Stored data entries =
********
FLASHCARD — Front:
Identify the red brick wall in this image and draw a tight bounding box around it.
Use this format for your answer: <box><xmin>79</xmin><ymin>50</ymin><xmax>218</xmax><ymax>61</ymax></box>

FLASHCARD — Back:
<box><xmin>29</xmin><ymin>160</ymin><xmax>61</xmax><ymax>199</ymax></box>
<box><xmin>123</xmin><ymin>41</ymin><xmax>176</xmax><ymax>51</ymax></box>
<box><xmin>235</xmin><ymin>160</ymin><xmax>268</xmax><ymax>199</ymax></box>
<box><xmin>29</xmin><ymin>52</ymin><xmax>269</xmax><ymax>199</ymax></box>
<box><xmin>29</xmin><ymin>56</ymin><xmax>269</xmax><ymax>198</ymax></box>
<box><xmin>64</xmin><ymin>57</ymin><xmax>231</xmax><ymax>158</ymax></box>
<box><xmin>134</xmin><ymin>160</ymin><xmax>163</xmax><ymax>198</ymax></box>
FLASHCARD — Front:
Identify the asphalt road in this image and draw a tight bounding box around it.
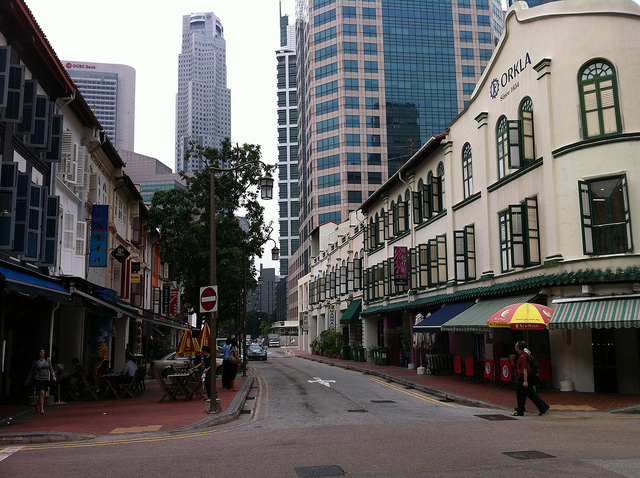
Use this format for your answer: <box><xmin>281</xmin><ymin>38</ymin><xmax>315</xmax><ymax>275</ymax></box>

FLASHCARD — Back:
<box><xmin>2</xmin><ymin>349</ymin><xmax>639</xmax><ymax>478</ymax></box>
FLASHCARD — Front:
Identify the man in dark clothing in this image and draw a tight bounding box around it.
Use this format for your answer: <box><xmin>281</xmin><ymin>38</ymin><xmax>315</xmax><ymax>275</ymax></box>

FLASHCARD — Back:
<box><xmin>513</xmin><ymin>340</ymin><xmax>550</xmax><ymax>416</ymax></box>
********
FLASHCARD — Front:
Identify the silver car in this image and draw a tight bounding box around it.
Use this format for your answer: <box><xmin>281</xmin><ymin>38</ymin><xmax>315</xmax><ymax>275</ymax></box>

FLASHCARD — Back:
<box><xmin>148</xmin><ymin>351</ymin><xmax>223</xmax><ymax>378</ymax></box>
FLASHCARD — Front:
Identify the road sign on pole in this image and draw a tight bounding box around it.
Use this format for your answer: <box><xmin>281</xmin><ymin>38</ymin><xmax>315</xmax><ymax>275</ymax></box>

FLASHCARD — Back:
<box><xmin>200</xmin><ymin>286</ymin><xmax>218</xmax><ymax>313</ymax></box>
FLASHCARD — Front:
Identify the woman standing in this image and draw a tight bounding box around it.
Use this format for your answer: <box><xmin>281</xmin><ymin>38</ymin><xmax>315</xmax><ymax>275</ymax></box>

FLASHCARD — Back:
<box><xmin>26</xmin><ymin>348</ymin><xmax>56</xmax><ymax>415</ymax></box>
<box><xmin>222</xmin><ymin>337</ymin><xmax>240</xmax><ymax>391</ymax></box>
********
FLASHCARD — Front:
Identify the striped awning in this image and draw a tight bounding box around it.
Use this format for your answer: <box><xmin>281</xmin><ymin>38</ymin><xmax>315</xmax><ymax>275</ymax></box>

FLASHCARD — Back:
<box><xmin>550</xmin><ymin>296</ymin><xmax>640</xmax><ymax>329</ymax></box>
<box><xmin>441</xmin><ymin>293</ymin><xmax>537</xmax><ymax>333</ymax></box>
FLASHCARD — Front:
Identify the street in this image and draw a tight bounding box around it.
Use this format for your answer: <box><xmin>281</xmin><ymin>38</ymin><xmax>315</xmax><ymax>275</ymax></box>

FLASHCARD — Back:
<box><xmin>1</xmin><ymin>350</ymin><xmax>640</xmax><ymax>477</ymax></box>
********
DIRECTIONS = Show every line from the entries above in which the word "road" appears.

ANSWER SPACE =
Identify the asphalt road in this image and draw a tight bounding box around it.
Identify the road sign on pole in this image and draw a tight bounding box around it.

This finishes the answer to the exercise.